Items excerpted from a collection
+ + + +
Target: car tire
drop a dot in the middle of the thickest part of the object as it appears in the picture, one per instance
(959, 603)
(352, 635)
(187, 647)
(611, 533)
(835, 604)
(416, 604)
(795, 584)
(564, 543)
+ + + +
Render the items above as a JSON list of strings, with each line as its own string and any blank lines omitted.

Final result
[
  "Target: car tire",
  "drop a dot in the middle of the thickest part of the object as it appears in the picture, one per instance",
  "(959, 603)",
  "(352, 635)",
  "(187, 647)",
  "(611, 533)",
  "(835, 604)",
  "(416, 604)",
  "(795, 584)",
  "(564, 543)"
]